TRY IT » In the experimental results excerpt, reproduce word for word the passage from "SABA improves SA" up to and including "targeted computation allocation.".

PAGE EXTRACT »

•••

Key Experimental Results¶

Main Results (DeepSeek-V3)¶

Method	DP-Complex SA	DP-Complex CCR	StrategyQA	BBH	Reasoning Cost T
Direct	40.7±0.9	58.7±1.0	82.0±0.4	78.7±0.5	1.0
CoT	45.4±1.1	61.9±1.2	87.6±0.5	86.0±0.6	2.5
GoT	69.8±1.6	77.3±1.7	91.7±0.8	90.7±0.9	35.7
SABA	79.3±1.2	83.3±0.6	94.4±0.4	93.2±0.5	9.2

Ablation Study (DeepSeek-V3, DP-Complex)¶

Configuration	SA	CCR	StrategyQA	Description
SABA (Full)	79.3±1.2	83.3±0.6	94.4±0.4	Full Model
w/o IF	69.8±1.1	70.7±0.9	82.2±0.6	Removing IF drops SA by 12.0%
Self-assess-only	65.8±1.3	65.9±1.1	79.1±0.8	Gap awareness only
w/o Awareness	61.7±1.5	62.2±1.2	76.7±0.9	Removing obstacle identification drops SA by 22.2%

Key Findings¶

SABA improves SA on the most difficult DP-Complex from the strongest baseline GoT's 69.8 to 79.3 (+9.5 points), while the reasoning cost is only 25.8% of GoT (9.2 vs 35.7).
Obstacle identification is the most critical component: removing it results in the largest SA drop (22.2%), proving that explicit diagnosis of missing premises is essential to prevent premature commitment.
The contribution of Information Fusion is significant (removing it drops SA by 12.0% and CCR by 15.1%), indicating that pre-integrating scattered clues into a grounded intermediate state benefits subsequent reasoning.
Reasoning efficiency is superior: SABA's cost (9.2) is 23.3% lower than SC (12.0) and 74.2% lower than GoT (35.7), thanks to adaptive gating and targeted computation allocation.
Cross-model generalization: Stable performance on Llama-3.1-70B proves the framework does not depend on a specific backbone.

•••

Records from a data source
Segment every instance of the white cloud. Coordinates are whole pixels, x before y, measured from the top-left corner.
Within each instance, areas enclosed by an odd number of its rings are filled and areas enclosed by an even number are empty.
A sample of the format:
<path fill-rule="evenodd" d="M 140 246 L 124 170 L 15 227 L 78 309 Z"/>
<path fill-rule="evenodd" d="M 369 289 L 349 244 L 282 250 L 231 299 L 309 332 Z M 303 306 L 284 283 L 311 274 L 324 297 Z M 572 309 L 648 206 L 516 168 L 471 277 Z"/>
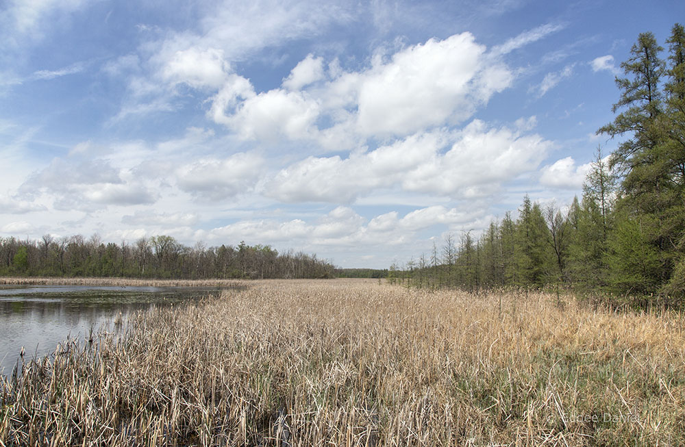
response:
<path fill-rule="evenodd" d="M 103 205 L 150 204 L 157 200 L 156 194 L 144 186 L 135 183 L 97 184 L 82 189 L 81 194 L 86 200 Z"/>
<path fill-rule="evenodd" d="M 54 199 L 58 209 L 95 209 L 108 205 L 150 204 L 158 194 L 104 159 L 53 159 L 19 188 L 26 196 Z"/>
<path fill-rule="evenodd" d="M 64 67 L 64 68 L 60 68 L 59 70 L 39 70 L 38 71 L 34 73 L 31 77 L 34 79 L 53 79 L 55 77 L 60 77 L 62 76 L 66 76 L 67 75 L 75 75 L 76 73 L 81 73 L 85 68 L 86 64 L 84 62 L 76 62 L 75 64 L 72 64 L 69 66 Z"/>
<path fill-rule="evenodd" d="M 284 79 L 283 86 L 290 90 L 298 90 L 323 78 L 323 59 L 309 54 Z"/>
<path fill-rule="evenodd" d="M 35 227 L 28 222 L 12 222 L 2 228 L 0 231 L 7 234 L 21 235 L 22 233 L 33 233 Z"/>
<path fill-rule="evenodd" d="M 162 68 L 162 77 L 174 85 L 183 83 L 195 88 L 219 89 L 229 71 L 222 50 L 192 47 L 176 51 Z"/>
<path fill-rule="evenodd" d="M 366 135 L 406 135 L 470 116 L 487 101 L 488 92 L 508 86 L 510 77 L 497 73 L 494 85 L 475 97 L 483 77 L 485 47 L 469 33 L 445 40 L 431 39 L 403 50 L 387 64 L 377 64 L 362 75 L 358 124 Z"/>
<path fill-rule="evenodd" d="M 516 37 L 513 37 L 503 44 L 493 48 L 490 53 L 495 56 L 511 53 L 525 45 L 533 43 L 547 37 L 548 35 L 563 29 L 565 26 L 561 23 L 547 23 L 536 28 L 525 31 Z"/>
<path fill-rule="evenodd" d="M 332 139 L 353 140 L 351 133 L 362 138 L 410 135 L 463 121 L 510 85 L 512 73 L 487 60 L 485 49 L 469 33 L 430 39 L 386 62 L 376 57 L 358 72 L 329 70 L 337 77 L 297 90 L 324 76 L 323 60 L 310 55 L 284 81 L 284 90 L 256 94 L 245 78 L 229 79 L 212 99 L 210 114 L 245 138 L 272 142 L 286 137 L 333 147 Z M 328 124 L 320 128 L 322 117 Z"/>
<path fill-rule="evenodd" d="M 318 116 L 319 105 L 306 94 L 276 89 L 246 99 L 227 121 L 244 138 L 275 142 L 306 138 Z"/>
<path fill-rule="evenodd" d="M 263 164 L 261 157 L 251 153 L 239 153 L 223 159 L 201 159 L 179 168 L 177 183 L 193 196 L 229 199 L 252 191 Z"/>
<path fill-rule="evenodd" d="M 591 169 L 591 163 L 576 166 L 573 158 L 566 157 L 543 167 L 540 183 L 549 188 L 580 190 Z"/>
<path fill-rule="evenodd" d="M 24 214 L 47 209 L 45 205 L 35 202 L 0 196 L 0 214 Z"/>
<path fill-rule="evenodd" d="M 121 223 L 128 225 L 147 227 L 190 227 L 199 221 L 195 213 L 155 213 L 149 211 L 136 211 L 121 218 Z"/>
<path fill-rule="evenodd" d="M 490 129 L 476 120 L 459 132 L 417 133 L 347 159 L 309 157 L 279 172 L 264 194 L 284 202 L 334 203 L 394 187 L 453 198 L 487 196 L 536 169 L 551 146 L 538 135 Z"/>
<path fill-rule="evenodd" d="M 538 94 L 540 97 L 543 96 L 550 89 L 556 87 L 562 79 L 570 77 L 573 74 L 573 64 L 566 66 L 560 71 L 547 73 L 538 87 Z"/>
<path fill-rule="evenodd" d="M 590 65 L 593 67 L 593 71 L 595 73 L 606 71 L 616 76 L 621 73 L 621 71 L 614 66 L 614 56 L 610 54 L 595 58 L 590 62 Z"/>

•••

SOLUTION TO THIS TASK »
SABA improves SA on the most difficult DP-Complex from the strongest baseline GoT's 69.8 to 79.3 (+9.5 points), while the reasoning cost is only 25.8% of GoT (9.2 vs 35.7).
Obstacle identification is the most critical component: removing it results in the largest SA drop (22.2%), proving that explicit diagnosis of missing premises is essential to prevent premature commitment.
The contribution of Information Fusion is significant (removing it drops SA by 12.0% and CCR by 15.1%), indicating that pre-integrating scattered clues into a grounded intermediate state benefits subsequent reasoning.
Reasoning efficiency is superior: SABA's cost (9.2) is 23.3% lower than SC (12.0) and 74.2% lower than GoT (35.7), thanks to adaptive gating and targeted computation allocation.